**Instructions for the task:**
Pick out each line of the entries below that contains the word "trailer", and copy those lines.

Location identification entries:
— begin —

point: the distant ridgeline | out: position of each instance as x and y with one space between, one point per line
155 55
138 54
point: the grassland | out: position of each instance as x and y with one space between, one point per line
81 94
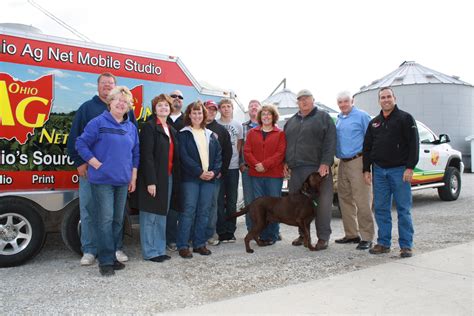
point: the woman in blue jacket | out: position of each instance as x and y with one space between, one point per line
200 155
109 144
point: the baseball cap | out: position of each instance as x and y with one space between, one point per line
210 103
304 93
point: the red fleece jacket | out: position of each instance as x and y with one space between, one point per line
270 152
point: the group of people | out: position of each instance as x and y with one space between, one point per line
182 171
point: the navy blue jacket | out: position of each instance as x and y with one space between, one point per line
87 111
114 144
391 141
191 167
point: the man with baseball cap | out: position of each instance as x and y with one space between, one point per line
175 119
311 146
224 140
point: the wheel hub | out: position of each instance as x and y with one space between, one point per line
15 233
8 232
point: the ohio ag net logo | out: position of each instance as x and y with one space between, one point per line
24 106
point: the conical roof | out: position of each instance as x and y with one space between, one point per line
410 73
282 99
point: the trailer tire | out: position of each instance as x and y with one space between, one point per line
71 229
22 232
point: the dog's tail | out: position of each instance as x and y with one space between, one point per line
242 211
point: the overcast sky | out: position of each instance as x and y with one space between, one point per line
250 46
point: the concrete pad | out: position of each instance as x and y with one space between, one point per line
440 282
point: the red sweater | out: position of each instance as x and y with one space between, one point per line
270 152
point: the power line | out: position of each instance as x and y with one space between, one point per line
60 22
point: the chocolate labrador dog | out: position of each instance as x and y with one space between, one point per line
295 209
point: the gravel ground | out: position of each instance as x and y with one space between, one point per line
54 282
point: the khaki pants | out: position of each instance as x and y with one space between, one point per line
355 200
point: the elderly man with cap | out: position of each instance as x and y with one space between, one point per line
226 149
311 146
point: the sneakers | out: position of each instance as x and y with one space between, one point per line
185 253
160 258
321 245
203 251
364 245
213 242
171 246
379 249
345 240
107 270
406 253
118 265
121 256
87 259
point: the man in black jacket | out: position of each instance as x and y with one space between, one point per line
175 119
391 147
224 140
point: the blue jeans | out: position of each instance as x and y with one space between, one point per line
110 206
248 195
171 226
86 207
227 203
389 182
211 226
153 230
197 200
265 186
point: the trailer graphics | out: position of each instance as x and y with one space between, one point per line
43 81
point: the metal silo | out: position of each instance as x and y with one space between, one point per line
442 102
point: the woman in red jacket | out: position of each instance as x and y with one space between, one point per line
264 152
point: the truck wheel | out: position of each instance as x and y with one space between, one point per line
452 188
22 232
71 229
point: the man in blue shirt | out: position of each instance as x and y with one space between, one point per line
355 195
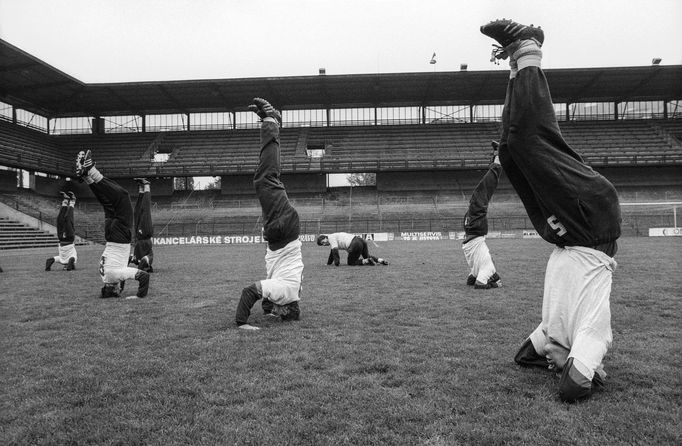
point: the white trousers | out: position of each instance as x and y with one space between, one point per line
576 311
65 253
284 274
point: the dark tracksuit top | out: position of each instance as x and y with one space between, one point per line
568 203
66 232
118 211
144 230
476 218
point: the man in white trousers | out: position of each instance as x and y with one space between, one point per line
281 289
571 206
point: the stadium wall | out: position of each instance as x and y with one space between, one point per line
8 181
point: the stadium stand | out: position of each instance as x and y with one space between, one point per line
425 168
14 235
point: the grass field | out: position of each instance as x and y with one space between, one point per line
398 354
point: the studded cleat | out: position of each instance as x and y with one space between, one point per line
506 32
83 163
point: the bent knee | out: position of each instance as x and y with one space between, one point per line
573 385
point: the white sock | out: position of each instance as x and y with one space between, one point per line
528 54
513 68
93 176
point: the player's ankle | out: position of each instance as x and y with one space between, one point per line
527 54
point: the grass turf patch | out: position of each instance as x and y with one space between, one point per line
399 354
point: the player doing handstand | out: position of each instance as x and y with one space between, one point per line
281 289
571 206
482 274
66 234
118 223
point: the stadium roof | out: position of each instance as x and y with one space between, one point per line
31 84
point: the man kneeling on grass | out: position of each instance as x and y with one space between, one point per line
281 289
358 251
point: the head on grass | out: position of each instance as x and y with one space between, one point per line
112 289
322 240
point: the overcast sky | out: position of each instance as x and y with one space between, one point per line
147 40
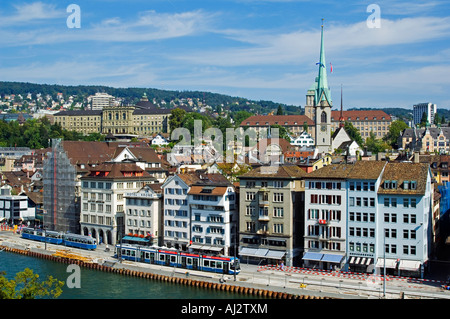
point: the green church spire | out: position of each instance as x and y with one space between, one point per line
323 92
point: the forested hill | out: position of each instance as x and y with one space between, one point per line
132 95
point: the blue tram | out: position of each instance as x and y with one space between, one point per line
174 258
48 236
79 241
59 238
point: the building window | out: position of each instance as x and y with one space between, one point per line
278 197
323 117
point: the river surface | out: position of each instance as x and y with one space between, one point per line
103 285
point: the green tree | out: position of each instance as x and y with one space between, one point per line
240 116
26 285
375 145
176 118
353 132
282 132
188 122
396 128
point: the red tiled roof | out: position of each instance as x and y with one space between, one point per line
289 120
372 115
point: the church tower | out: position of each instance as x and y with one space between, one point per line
319 103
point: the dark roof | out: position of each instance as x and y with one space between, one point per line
81 152
289 120
117 171
359 170
151 110
79 112
276 172
402 172
371 115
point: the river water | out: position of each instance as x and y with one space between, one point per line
103 285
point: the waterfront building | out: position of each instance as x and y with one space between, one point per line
103 191
429 139
14 209
214 215
68 161
363 182
405 199
360 215
65 164
325 227
143 213
271 207
419 109
176 210
144 156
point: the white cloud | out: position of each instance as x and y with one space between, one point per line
31 13
302 46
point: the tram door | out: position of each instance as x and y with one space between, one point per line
152 258
167 261
195 263
226 266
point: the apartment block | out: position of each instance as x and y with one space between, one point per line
366 215
143 213
271 215
103 192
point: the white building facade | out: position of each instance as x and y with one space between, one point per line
143 213
213 219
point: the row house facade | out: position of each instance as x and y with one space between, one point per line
366 215
429 139
143 214
271 215
200 213
103 199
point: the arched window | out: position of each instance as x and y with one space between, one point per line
323 117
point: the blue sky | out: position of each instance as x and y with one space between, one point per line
261 50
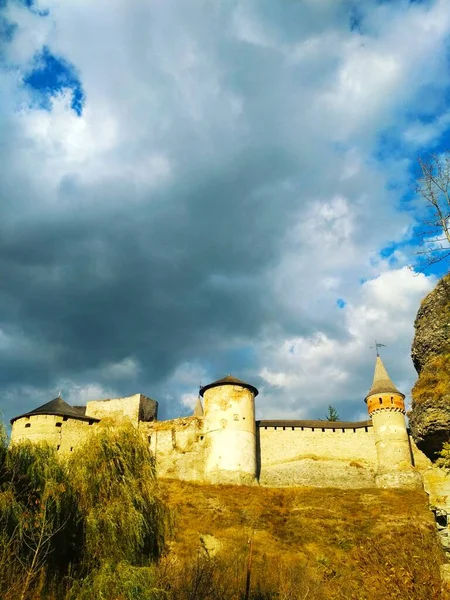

— end —

**Solved exercise:**
point: the trailer tire | out: position of each instance as x and y with one space between, one point per line
point: the trailer graphics | out: position of each instance as x and y with one space between, one point per line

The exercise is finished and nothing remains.